### Records for this exercise
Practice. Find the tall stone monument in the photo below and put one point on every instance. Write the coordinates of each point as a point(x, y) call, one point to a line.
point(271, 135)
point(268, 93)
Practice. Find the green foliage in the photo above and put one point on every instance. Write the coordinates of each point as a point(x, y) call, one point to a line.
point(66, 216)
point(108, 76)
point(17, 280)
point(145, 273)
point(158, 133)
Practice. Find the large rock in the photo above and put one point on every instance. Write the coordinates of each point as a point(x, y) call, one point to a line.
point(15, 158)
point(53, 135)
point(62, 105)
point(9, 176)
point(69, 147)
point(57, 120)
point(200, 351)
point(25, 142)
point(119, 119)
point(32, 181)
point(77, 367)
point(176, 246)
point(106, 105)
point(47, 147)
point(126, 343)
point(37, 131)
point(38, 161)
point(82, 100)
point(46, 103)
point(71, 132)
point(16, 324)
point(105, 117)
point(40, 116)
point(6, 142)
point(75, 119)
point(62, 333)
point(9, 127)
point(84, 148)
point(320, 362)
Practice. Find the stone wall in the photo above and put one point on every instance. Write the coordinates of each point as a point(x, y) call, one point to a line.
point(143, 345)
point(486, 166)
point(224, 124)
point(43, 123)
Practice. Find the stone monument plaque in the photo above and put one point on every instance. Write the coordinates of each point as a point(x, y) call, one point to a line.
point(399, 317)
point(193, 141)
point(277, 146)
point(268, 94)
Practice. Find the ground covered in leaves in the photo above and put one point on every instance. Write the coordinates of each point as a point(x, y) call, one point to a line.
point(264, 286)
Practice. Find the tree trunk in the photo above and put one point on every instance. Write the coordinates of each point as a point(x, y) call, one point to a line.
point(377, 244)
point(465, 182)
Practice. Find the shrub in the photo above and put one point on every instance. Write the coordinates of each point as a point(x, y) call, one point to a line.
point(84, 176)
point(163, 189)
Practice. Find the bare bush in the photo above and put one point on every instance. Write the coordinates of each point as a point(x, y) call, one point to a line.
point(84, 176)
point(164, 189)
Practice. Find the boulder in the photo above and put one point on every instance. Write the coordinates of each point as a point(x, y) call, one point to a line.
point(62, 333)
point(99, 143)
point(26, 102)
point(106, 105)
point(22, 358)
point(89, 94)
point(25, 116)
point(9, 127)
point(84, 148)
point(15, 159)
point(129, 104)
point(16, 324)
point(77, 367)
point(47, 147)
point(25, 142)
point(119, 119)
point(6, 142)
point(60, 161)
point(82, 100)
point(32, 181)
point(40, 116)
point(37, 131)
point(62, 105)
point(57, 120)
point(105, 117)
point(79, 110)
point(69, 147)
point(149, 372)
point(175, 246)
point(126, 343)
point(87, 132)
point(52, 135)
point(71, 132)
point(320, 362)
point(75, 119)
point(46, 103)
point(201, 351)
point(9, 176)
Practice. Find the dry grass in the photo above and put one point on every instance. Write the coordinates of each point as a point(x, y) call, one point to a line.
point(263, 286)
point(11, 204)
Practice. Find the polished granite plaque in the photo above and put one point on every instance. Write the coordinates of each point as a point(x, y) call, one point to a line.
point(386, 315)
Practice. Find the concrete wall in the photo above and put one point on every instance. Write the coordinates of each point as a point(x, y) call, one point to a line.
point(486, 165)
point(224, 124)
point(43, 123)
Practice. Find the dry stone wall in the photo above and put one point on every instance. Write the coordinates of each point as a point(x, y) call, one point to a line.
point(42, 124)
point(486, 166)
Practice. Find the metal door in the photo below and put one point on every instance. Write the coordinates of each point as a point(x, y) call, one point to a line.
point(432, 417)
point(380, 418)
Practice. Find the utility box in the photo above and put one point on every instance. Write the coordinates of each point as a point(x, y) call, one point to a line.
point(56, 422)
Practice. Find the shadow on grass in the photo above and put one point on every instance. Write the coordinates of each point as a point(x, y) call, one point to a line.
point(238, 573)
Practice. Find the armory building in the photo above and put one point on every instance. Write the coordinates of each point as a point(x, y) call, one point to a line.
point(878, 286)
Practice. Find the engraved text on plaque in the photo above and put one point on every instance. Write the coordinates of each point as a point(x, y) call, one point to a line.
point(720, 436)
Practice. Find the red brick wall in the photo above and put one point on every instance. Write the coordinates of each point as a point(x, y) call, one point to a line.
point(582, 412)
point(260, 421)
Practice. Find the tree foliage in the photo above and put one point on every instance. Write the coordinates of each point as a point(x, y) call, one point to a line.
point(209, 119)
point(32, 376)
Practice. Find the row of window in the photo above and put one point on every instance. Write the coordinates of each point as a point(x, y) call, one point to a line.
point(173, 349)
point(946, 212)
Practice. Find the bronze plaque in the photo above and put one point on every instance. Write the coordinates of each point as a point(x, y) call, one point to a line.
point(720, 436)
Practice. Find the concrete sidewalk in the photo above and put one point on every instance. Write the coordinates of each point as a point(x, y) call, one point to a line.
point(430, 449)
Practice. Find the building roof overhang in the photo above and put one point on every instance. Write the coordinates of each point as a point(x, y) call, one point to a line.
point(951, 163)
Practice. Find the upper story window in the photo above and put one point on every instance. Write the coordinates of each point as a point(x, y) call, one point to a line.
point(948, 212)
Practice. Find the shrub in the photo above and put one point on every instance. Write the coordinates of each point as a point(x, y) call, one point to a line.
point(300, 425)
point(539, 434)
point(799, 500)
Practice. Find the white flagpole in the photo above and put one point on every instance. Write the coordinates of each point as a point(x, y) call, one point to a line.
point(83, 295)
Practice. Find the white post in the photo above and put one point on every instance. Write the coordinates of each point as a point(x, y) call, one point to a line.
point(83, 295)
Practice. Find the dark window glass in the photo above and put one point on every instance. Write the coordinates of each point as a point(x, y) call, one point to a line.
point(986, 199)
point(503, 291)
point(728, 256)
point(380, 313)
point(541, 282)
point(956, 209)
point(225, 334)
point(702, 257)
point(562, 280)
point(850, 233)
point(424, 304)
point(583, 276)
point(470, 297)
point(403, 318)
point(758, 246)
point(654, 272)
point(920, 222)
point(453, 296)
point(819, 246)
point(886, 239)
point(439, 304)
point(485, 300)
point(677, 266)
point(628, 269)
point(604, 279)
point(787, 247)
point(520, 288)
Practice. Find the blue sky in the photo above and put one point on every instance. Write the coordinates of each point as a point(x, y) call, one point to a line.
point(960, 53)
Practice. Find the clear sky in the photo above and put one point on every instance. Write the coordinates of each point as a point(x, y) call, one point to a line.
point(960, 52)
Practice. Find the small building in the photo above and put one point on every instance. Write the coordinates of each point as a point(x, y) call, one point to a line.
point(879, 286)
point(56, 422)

### Exercise instructions
Go back to the listing above and please repeat it exactly.

### Your solution
Practice. Find the tall stone monument in the photo below and put one point on every instance. Write the coordinates of each point as a point(x, y) call, one point to a line.
point(271, 135)
point(268, 93)
Practice. Find the green foliage in the photo above and put one point on every instance. Write the coordinates of each point as a point(x, y) call, one point to a line.
point(66, 216)
point(108, 76)
point(17, 280)
point(145, 273)
point(158, 133)
Practice. Find the large rock in the photo above and put one point on every instance. Write the coordinates of each point as a point(x, y) call, one point to a line.
point(15, 158)
point(53, 135)
point(62, 105)
point(9, 176)
point(69, 147)
point(57, 120)
point(200, 351)
point(25, 142)
point(119, 119)
point(32, 181)
point(77, 367)
point(176, 246)
point(106, 105)
point(47, 147)
point(126, 343)
point(37, 131)
point(38, 161)
point(82, 100)
point(46, 103)
point(71, 132)
point(16, 324)
point(105, 117)
point(40, 116)
point(6, 142)
point(75, 119)
point(62, 333)
point(9, 127)
point(84, 148)
point(320, 362)
Practice. Find the stone wall in the photo above and put one point on every instance. Write the coordinates of each point as a point(x, y) call, one point to a line.
point(143, 345)
point(486, 166)
point(224, 124)
point(43, 123)
Practice. Find the stone monument plaque in the photo above and put one point on every instance. Write the coordinates of each point as a point(x, y) call, one point to a line.
point(399, 317)
point(193, 141)
point(277, 146)
point(268, 94)
Practice. Find the ground covered in leaves in the photo above and put one point on every instance. Write the coordinates of each point as a point(x, y) call, one point to a line.
point(264, 286)
Practice. Find the tree trunk in the photo above and put one point on every instance. Write the coordinates of each point as a point(x, y) call, one point to a line.
point(377, 244)
point(465, 182)
Practice. Find the shrub in the photo above and put one point on every instance. Write the coordinates of each point as a point(x, y) call, one point to a line.
point(84, 176)
point(163, 189)
Practice. Find the bare bush in the photo above and put one point on every instance. Write the coordinates of each point as a point(x, y) call, one point to a line.
point(84, 176)
point(164, 189)
Practice. Find the boulder in the photo above and put one point on every instance. Write the coordinates of each point as a point(x, y) call, one point to a line.
point(62, 333)
point(99, 143)
point(26, 102)
point(106, 105)
point(22, 358)
point(89, 94)
point(25, 116)
point(9, 127)
point(84, 148)
point(15, 159)
point(129, 104)
point(16, 324)
point(77, 367)
point(47, 147)
point(25, 142)
point(119, 119)
point(6, 142)
point(60, 161)
point(82, 100)
point(32, 181)
point(40, 116)
point(37, 131)
point(62, 105)
point(57, 120)
point(105, 117)
point(79, 110)
point(69, 147)
point(149, 372)
point(175, 246)
point(126, 343)
point(87, 132)
point(52, 135)
point(71, 132)
point(320, 362)
point(75, 119)
point(46, 103)
point(201, 351)
point(9, 176)
Practice. Find the dry grass in the photo above and put one point on every instance. Write the coordinates of each point as a point(x, y) call, one point to a line.
point(263, 286)
point(11, 204)
Practice. Find the polished granite plaque in the photo above and put one point on every instance. Write the coordinates of each point as a point(x, y) call, one point to a line.
point(386, 315)
Practice. Find the concrete wall in the photo above and put one point on every instance. Write the coordinates of each point as a point(x, y) call, one point to a line.
point(486, 165)
point(224, 124)
point(43, 123)
Practice. Find the dry stone wall in the photo above and put one point on every instance. Write the coordinates of each point as a point(x, y) call, one point to a line.
point(42, 124)
point(486, 166)
Practice. Find the metal door in the photo below and put one point on every instance. Write the coordinates of each point as a point(x, y) call, one point to a line.
point(432, 417)
point(380, 418)
Practice. Find the utility box in the photo above and put one point on every instance. Write the coordinates of each point as a point(x, y) call, one point to a line.
point(56, 422)
Practice. Find the shadow on grass in the photo above and put one point on every instance. Write the coordinates of each point as a point(x, y) call, one point to a line.
point(238, 573)
Practice. Find the armory building in the photo above and put one point on every instance. Write the coordinates of each point as a point(x, y) call, one point to a line.
point(878, 286)
Practice. Find the engraved text on plaque in the photo above and put one point on every instance. Write the coordinates of each point as a point(x, y) call, one point to a line.
point(720, 436)
Practice. Find the red brick wall in the photo above and put one point on every instance. Write the coordinates of each point as a point(x, y) call, one point to a line.
point(582, 412)
point(260, 421)
Practice. Find the tree foliage in the photo above and put one point on every instance. Write the coordinates of each point as a point(x, y) call, one point to a line.
point(209, 119)
point(32, 376)
Practice. Find the row of window in the photo above and put one point on every instance. Write the coordinates of each point as a point(x, y) call, one point to a line.
point(173, 349)
point(946, 212)
Practice. Find the bronze plaque in the photo above and put one point on every instance. Write the coordinates of each point as a point(x, y) call, one point to a line.
point(720, 436)
Practice. Find the concrete sidewalk in the photo above and put one point on every instance. Write the coordinates of each point as a point(x, y) call, one point to a line.
point(430, 449)
Practice. Find the building roof overhang in the photo above and put one point on every instance. Write the coordinates of each point as a point(x, y) call, one point to a line.
point(951, 163)
Practice. Find the upper story window in the photo above and put one point on every instance. Write the coordinates of each point as a point(x, y) call, one point to a line.
point(948, 212)
Practice. Find the shrub in the photo above and put one point on every instance. Write the coordinates of each point as a point(x, y) call, one point to a line.
point(300, 425)
point(539, 434)
point(799, 500)
Practice. Find the white flagpole in the photo above and put one point on every instance. Write the coordinates of each point as a point(x, y) call, one point to a line.
point(83, 295)
Practice. Find the white post in the photo above and put one point on every instance. Write the coordinates of each point as a point(x, y) call, one point to a line.
point(83, 295)
Practice. Find the dark window glass in the photo above and put one point on every instance. Write the coordinates of each point as a point(x, y) call, one point to a line.
point(986, 199)
point(503, 291)
point(728, 256)
point(380, 313)
point(541, 282)
point(956, 209)
point(225, 334)
point(702, 257)
point(562, 280)
point(850, 233)
point(424, 304)
point(583, 276)
point(470, 297)
point(403, 318)
point(758, 246)
point(654, 272)
point(920, 222)
point(453, 296)
point(819, 246)
point(886, 239)
point(439, 304)
point(485, 300)
point(677, 266)
point(628, 269)
point(604, 279)
point(787, 247)
point(520, 288)
Practice. Find the blue sky in the photo above and put one point on every instance. Write the coordinates of each point as a point(x, y) call, one point to a line.
point(960, 53)
Practice. Find the clear sky in the photo above and put one point on every instance. Write the coordinates of each point as a point(x, y) call, one point to a line.
point(960, 52)
Practice. Find the small building in the photo above and put one point on every instance. Write the coordinates of each point as a point(x, y) call, one point to a line.
point(879, 286)
point(56, 422)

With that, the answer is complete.